Start of Material to process

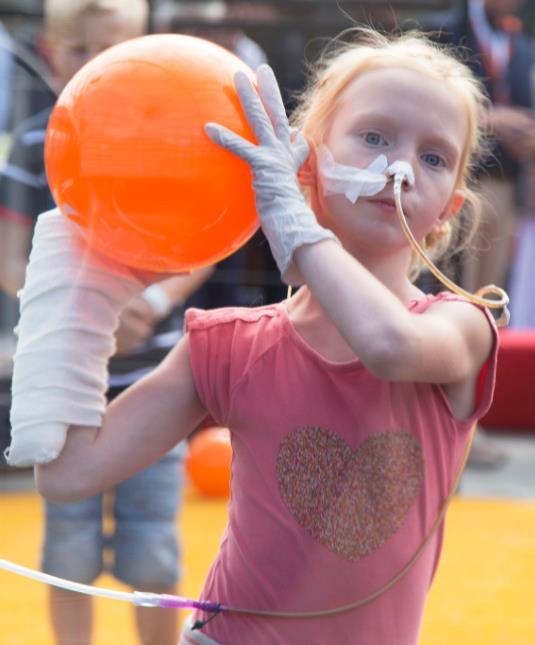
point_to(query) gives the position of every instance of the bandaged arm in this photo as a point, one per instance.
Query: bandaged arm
(69, 308)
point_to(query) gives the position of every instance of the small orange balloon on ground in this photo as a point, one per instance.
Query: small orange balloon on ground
(127, 157)
(208, 461)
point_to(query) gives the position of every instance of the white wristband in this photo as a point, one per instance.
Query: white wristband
(158, 299)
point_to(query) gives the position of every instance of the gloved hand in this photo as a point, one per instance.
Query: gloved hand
(69, 307)
(287, 220)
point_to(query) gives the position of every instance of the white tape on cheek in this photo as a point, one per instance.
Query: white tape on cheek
(338, 179)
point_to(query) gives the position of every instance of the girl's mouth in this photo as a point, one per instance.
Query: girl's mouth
(386, 204)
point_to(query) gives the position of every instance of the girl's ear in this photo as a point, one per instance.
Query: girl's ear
(458, 202)
(454, 206)
(307, 174)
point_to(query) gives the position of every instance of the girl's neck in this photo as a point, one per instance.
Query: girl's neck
(391, 270)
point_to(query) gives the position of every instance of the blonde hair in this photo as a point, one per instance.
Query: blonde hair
(373, 50)
(60, 15)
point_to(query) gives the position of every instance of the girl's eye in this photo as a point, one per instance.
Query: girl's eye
(433, 160)
(373, 138)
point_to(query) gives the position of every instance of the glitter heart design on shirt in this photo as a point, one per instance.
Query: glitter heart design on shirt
(352, 501)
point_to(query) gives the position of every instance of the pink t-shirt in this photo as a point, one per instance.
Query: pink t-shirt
(337, 477)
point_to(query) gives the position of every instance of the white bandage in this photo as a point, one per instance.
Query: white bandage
(339, 179)
(69, 307)
(157, 298)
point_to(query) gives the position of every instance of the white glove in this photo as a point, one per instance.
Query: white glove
(69, 311)
(287, 220)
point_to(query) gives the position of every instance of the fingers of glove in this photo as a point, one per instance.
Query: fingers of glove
(300, 147)
(231, 141)
(254, 110)
(269, 92)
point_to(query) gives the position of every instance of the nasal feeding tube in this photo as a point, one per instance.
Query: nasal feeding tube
(354, 182)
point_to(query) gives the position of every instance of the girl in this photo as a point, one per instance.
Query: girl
(350, 404)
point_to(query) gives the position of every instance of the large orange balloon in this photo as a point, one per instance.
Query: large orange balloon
(127, 156)
(208, 461)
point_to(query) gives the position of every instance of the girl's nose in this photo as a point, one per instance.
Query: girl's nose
(402, 173)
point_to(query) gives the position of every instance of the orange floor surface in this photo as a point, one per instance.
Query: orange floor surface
(483, 593)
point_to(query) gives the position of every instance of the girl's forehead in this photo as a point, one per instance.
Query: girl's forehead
(403, 92)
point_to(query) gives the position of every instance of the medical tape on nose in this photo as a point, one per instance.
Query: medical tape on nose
(339, 179)
(352, 182)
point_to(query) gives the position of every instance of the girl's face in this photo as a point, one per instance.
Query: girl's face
(405, 116)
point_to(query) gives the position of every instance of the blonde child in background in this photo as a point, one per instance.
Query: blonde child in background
(143, 542)
(351, 403)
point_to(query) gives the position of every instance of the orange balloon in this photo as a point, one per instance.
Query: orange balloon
(208, 461)
(127, 157)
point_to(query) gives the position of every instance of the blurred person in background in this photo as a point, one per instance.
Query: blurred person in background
(501, 55)
(144, 542)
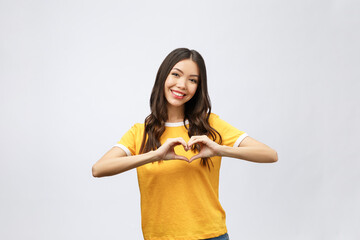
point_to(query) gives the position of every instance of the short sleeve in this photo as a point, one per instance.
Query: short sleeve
(231, 136)
(128, 140)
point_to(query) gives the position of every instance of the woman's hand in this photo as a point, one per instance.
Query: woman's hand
(166, 151)
(208, 148)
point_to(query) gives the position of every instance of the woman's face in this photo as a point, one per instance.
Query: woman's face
(181, 83)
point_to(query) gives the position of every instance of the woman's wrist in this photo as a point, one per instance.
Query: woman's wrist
(153, 156)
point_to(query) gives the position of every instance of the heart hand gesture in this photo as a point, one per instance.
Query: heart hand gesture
(166, 151)
(208, 148)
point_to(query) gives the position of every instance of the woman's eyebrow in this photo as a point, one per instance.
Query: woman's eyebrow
(193, 75)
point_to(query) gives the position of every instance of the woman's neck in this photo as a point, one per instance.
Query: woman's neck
(175, 114)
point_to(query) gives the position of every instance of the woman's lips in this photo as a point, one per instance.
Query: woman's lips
(177, 94)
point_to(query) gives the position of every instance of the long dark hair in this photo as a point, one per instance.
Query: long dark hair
(197, 109)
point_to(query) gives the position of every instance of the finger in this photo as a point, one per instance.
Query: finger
(195, 157)
(185, 145)
(197, 140)
(179, 157)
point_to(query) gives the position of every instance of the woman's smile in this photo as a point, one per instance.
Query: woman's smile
(177, 94)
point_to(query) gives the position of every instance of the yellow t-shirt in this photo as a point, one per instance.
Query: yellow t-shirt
(180, 200)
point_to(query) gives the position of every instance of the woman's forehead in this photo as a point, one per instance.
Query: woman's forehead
(187, 66)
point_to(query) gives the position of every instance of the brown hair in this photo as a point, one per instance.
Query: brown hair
(197, 109)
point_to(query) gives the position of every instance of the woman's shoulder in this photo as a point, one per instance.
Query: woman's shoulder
(213, 117)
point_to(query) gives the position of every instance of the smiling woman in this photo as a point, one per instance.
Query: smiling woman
(177, 153)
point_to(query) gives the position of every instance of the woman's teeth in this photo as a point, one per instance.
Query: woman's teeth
(178, 94)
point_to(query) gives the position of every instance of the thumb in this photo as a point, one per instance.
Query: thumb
(195, 157)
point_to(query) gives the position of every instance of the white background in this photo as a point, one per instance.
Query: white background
(76, 75)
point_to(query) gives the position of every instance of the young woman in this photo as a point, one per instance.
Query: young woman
(177, 153)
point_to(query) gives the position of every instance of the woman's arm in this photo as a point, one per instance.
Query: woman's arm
(116, 161)
(249, 149)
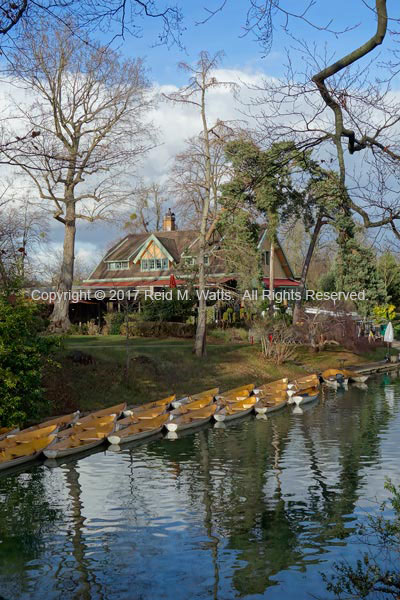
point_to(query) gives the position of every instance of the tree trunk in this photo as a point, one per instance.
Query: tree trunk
(60, 315)
(306, 266)
(200, 340)
(271, 276)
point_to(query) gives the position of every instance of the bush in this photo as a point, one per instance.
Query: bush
(113, 323)
(24, 350)
(173, 310)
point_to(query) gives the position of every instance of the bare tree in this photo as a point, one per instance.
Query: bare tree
(188, 177)
(23, 233)
(148, 209)
(88, 111)
(121, 16)
(201, 81)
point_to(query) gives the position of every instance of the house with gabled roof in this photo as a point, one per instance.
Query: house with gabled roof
(146, 261)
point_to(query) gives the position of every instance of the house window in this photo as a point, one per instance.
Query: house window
(154, 264)
(190, 260)
(118, 265)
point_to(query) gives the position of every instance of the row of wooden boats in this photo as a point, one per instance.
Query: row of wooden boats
(72, 434)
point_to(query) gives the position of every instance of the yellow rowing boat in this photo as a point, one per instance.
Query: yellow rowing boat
(139, 430)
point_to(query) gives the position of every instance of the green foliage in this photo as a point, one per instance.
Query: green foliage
(158, 329)
(327, 282)
(356, 271)
(174, 310)
(23, 353)
(374, 574)
(115, 323)
(385, 312)
(389, 270)
(239, 248)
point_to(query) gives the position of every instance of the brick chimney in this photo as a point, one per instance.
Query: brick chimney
(169, 221)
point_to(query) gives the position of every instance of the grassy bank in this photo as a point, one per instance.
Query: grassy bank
(159, 367)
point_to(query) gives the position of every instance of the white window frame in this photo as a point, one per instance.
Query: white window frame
(191, 260)
(266, 257)
(118, 265)
(154, 264)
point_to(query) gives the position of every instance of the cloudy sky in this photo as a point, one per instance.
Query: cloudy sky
(244, 62)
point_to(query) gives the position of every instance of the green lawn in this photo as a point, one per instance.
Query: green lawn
(159, 367)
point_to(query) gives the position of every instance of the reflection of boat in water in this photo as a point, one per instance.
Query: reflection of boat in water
(354, 376)
(138, 430)
(390, 395)
(302, 408)
(193, 418)
(360, 386)
(271, 404)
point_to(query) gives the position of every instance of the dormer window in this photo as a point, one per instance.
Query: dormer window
(154, 264)
(118, 265)
(190, 260)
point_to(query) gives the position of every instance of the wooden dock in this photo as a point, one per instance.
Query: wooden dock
(377, 367)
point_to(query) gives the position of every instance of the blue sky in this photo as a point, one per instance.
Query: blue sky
(242, 54)
(224, 31)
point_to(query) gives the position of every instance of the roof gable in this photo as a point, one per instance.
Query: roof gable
(279, 252)
(153, 239)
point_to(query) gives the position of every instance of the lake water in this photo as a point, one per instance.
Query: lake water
(256, 510)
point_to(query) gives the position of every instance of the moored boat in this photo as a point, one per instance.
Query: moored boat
(24, 437)
(60, 422)
(243, 391)
(163, 403)
(24, 452)
(279, 384)
(139, 430)
(234, 410)
(186, 399)
(334, 377)
(79, 441)
(117, 410)
(195, 405)
(5, 431)
(305, 396)
(304, 382)
(193, 418)
(133, 416)
(86, 425)
(355, 376)
(270, 404)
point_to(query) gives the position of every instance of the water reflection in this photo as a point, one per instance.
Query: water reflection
(246, 510)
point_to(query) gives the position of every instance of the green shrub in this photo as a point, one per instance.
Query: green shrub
(174, 310)
(115, 323)
(23, 353)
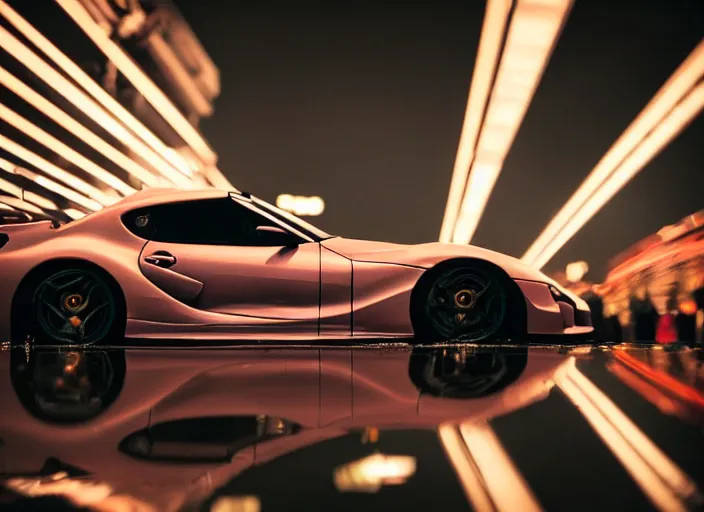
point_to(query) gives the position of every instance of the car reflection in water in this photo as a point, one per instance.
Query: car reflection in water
(373, 428)
(187, 421)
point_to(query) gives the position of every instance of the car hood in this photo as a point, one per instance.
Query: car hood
(428, 255)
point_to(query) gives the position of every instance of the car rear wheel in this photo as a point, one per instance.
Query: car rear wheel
(78, 305)
(465, 302)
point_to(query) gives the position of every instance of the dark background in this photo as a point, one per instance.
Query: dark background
(362, 103)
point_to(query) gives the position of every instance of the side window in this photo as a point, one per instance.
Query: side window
(207, 222)
(140, 223)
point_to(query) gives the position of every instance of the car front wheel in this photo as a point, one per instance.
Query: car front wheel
(75, 306)
(466, 302)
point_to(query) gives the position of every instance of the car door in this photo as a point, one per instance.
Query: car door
(228, 257)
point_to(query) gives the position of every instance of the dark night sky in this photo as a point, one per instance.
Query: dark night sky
(362, 103)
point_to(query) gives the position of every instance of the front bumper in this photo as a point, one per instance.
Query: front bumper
(550, 311)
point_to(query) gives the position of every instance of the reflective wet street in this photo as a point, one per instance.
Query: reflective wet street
(381, 427)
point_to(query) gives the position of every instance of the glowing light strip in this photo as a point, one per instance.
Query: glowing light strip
(74, 214)
(467, 473)
(659, 377)
(658, 477)
(681, 82)
(7, 186)
(139, 79)
(71, 125)
(63, 150)
(660, 137)
(52, 170)
(89, 107)
(93, 88)
(492, 37)
(504, 482)
(41, 202)
(19, 204)
(59, 189)
(532, 35)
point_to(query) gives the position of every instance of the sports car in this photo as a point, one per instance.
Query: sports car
(211, 264)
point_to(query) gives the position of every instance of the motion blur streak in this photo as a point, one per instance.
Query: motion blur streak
(74, 214)
(85, 81)
(467, 472)
(504, 482)
(139, 79)
(490, 43)
(41, 202)
(669, 95)
(658, 477)
(54, 171)
(21, 205)
(6, 186)
(63, 150)
(89, 107)
(661, 136)
(71, 125)
(532, 34)
(59, 189)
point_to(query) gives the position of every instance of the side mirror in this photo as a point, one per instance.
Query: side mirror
(277, 233)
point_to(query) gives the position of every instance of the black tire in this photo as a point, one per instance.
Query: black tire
(464, 300)
(71, 386)
(69, 303)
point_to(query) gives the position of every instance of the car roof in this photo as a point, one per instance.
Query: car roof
(152, 196)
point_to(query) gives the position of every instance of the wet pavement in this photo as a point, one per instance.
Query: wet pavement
(376, 427)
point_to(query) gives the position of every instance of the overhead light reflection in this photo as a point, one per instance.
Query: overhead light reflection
(301, 205)
(371, 473)
(659, 478)
(74, 214)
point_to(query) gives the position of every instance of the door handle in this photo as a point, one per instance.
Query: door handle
(161, 259)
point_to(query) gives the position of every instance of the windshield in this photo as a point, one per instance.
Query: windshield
(306, 227)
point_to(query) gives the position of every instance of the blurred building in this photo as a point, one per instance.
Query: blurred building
(667, 267)
(100, 98)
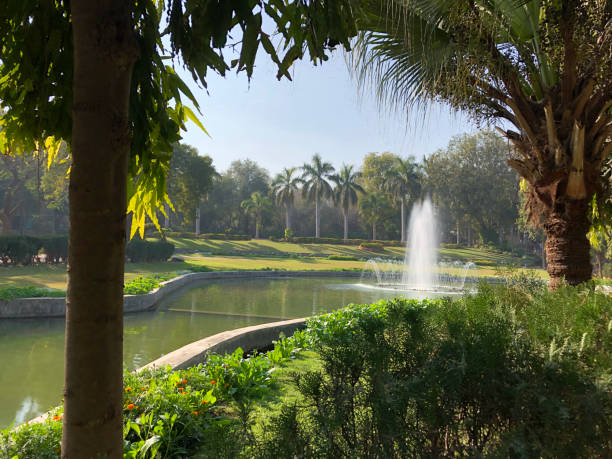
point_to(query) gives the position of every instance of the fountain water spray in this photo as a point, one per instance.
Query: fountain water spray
(420, 270)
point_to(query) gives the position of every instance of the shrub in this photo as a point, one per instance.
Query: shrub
(18, 249)
(10, 293)
(139, 250)
(372, 246)
(478, 376)
(56, 248)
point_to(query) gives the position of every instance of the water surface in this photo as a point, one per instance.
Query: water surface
(32, 350)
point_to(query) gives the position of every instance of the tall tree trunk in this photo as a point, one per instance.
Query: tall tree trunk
(458, 233)
(403, 212)
(317, 227)
(104, 52)
(567, 247)
(198, 221)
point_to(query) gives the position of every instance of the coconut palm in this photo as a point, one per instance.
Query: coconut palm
(257, 204)
(345, 191)
(541, 67)
(316, 186)
(284, 187)
(373, 208)
(404, 184)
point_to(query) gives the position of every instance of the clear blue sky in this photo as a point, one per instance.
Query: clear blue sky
(283, 123)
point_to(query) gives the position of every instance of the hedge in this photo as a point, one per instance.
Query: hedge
(138, 250)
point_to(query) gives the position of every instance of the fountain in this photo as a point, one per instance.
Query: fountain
(420, 270)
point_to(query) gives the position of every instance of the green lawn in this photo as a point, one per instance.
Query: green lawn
(247, 255)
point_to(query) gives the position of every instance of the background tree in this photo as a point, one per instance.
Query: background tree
(404, 184)
(285, 187)
(345, 191)
(541, 67)
(93, 73)
(374, 208)
(258, 205)
(316, 186)
(189, 179)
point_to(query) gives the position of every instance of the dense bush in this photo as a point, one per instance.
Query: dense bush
(513, 371)
(18, 250)
(372, 246)
(10, 293)
(55, 247)
(173, 413)
(138, 250)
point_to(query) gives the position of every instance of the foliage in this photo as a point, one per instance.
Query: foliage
(483, 375)
(10, 293)
(171, 413)
(138, 250)
(18, 250)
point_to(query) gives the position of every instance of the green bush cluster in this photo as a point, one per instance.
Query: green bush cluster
(21, 250)
(372, 246)
(10, 293)
(512, 371)
(173, 413)
(139, 250)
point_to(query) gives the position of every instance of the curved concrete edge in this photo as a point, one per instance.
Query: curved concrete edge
(247, 338)
(29, 308)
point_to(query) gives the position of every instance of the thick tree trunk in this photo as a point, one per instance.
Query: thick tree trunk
(345, 215)
(317, 226)
(403, 212)
(104, 53)
(567, 247)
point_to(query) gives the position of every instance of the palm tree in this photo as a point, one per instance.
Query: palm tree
(345, 192)
(284, 187)
(316, 186)
(541, 67)
(404, 184)
(257, 204)
(373, 208)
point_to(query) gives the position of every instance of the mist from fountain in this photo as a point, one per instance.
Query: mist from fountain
(420, 270)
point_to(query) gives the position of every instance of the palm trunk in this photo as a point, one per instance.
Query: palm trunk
(403, 212)
(317, 227)
(104, 53)
(567, 247)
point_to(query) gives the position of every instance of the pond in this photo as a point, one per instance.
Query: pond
(32, 350)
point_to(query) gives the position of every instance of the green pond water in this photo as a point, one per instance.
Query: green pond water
(32, 350)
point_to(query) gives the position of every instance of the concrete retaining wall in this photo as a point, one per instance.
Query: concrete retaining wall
(27, 308)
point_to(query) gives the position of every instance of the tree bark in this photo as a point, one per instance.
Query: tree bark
(317, 227)
(567, 247)
(104, 52)
(403, 212)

End of Material to process

→ Your assignment:
Could you set down, exactly as written, the lines above between the one holding "point_to(query) gives the position of every instance of the bare" and the one holding "the green foliage", inclusive, and nothing more?

→ Result for this task:
point_to(query) gives the position of every instance of the bare tree in this photo as a point, one per instance.
Query: bare tree
(188, 177)
(23, 233)
(148, 209)
(88, 111)
(121, 16)
(201, 81)
point_to(query) gives the position of every instance of the house with gabled roof in this photo as a point, one per instance.
Query: house with gabled roof
(146, 261)
point_to(query) gives the position of every instance of the house window in this photo as a point, one per instance.
Query: house window
(154, 264)
(190, 260)
(118, 265)
point_to(query) gives the position of every instance of the row of wooden boats in this photo as a point, one per instance.
Query: row of wooden boats
(72, 434)
point_to(query) gives the position of every instance of the yellow rowing boat in this photo as a point, one per instance.
Query: yellow rowing boat
(139, 430)
point_to(query) gives the position of every instance of the green foliage in this photo as a point, one per instance.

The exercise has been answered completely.